ARBEITSANWEISUNGEN:
a – Fassen Sie den Text über Stress bei Hunden in zwei Sätzen zusammen.
b – Schreiben Sie den Text über Stress bei Hunden im Anschluss an seinen letzten Satz weiter.

Stress bei Hunden – Und wie er vermieden werden kann

Jeder Hundebesitzer wünscht sich den perfekten Hund. Fröhlich, aber brav, lebendig, aber anhänglich, verträglich mit anderen Hunden und Kindern und gehorsam auf Zuruf. Ohne Wenn und Aber.

Vielleicht werden solche Musterhunde ja tatsächlich irgendwann von einer Künstlichen Intelligenz gezüchtet. Bis dahin sieht die Realität anders aus.

Hunde sind Überraschungspakete. 

Wenn der schläfrigste Mops angesichts fremder Hunde plötzlich in die Leine rennt, wenn ein junger freundlicher Schäferhund plötzlich Artgenossen anpöpelt, wenn ein sonst unkomplizierter Mischling uns die Leine aus der Hand reißt und einem überholendem Jogger in den Allerwertesten zwickt, ist das für so manche Hundetrainer dennoch nicht „plötzlich“.

Hunde entwickeln und sozialisieren sich wie wir Menschen. Um das Verhalten unserer Hunde zu verändern, müssen wir zwingend unsere Hunde verstehen. „Warum macht er das?“ Oder sind wir vielleicht selbst der Grund? Stressen wir unsere Hunde?

BEREITGESTELLTE DATEN:

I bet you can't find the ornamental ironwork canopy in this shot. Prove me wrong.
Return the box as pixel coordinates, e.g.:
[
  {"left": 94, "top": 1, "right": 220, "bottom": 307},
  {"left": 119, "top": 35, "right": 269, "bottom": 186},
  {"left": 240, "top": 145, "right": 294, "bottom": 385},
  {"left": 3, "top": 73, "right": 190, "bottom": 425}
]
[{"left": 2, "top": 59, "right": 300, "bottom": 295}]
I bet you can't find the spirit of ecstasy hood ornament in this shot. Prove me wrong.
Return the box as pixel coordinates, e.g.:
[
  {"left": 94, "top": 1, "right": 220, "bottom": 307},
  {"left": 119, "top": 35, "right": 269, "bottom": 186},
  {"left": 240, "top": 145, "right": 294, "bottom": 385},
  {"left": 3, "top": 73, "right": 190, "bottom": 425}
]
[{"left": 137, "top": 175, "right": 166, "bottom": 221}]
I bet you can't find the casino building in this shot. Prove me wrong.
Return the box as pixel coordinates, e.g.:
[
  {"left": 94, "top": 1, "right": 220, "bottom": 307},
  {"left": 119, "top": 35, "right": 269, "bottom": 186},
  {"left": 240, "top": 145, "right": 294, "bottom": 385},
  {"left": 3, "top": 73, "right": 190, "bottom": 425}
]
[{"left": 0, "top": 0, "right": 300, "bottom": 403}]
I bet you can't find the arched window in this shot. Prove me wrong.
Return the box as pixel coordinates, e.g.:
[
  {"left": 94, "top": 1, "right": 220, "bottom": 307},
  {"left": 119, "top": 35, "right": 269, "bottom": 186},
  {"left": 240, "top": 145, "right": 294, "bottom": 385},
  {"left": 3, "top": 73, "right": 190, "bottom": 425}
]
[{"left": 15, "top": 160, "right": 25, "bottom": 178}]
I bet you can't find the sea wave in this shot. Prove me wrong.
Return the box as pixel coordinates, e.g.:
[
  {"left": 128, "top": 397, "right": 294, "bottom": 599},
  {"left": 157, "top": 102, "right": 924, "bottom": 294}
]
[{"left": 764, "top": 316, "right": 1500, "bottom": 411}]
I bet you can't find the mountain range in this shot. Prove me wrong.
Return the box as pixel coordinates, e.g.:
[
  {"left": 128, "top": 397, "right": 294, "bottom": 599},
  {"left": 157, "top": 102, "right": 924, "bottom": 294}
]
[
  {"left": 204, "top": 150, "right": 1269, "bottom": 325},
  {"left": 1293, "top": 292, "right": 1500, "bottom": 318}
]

LÖSUNGEN:
a – Jeder Hundebesitzer wünscht sich einen fröhlichen, braven und gehorsamen Musterhund. In der Realität sind Hunde jedoch Überraschungspakete, die sich wie Menschen entwickeln und sozialisieren, sodass man sie verstehen und sich fragen muss, ob man sie selbst stresst, um ihr Verhalten zu verändern.

b –
Lernen wir unseren Rüpel mal näher kennen.

Herkunft

Die Vorgeschichte unseres Hundes spielt eine wesentliche Rolle für seine Entwicklung. Welches Umfeld, welche Erfahrungen haben ihn geprägt?

Ein Hund vom Züchter ist leicht zu durchschauen, wir fragen einfach nach. Vorausgesetzt, der Züchter ist seriös, bekommen wir hier nicht nur Informationen, sondern auch Hilfestellung. Wir können ihn auch besuchen und Ausschau nach möglichen Stressfaktoren halten. 

Ein billiger Welpe aus illegaler Zucht ist eine „Ticking Timebomb“. Die Mutterhunde werden als Gebärmaschinen gehalten, werfen unter katastrophalen Umständen und geben diesen Stress direkt an ihre Welpen weiter. Diese kleinen Hundekindchen werden schon nach wenigen Wochen viel zu früh von der Mutter getrennt und über dubiose Wege an verantwortungslose Möchtegernhundebesitzer verkauft. Der Laden läuft gut. Mutter und Kinder sind die Deppen.

Wie sich so ein kleines Wesen entwickelt, das bereits bei der Geburt misshandelt wurde, wissen die Götter.

Einen Hund aus dem Tierheim einzuschätzen, steht und fällt mit den Mitarbeitern. Sehr oft wissen sie, woher der Hund kommt. Sind Herrchen oder Frauchen gestorben? Ist es ein Scheidungshund? Ein Umzugshund? Musste der Hund wegen eines Babys oder einer Allergie aus der Familie? Wie war das Verhalten des Hundes in der Familie vor der Abgabe?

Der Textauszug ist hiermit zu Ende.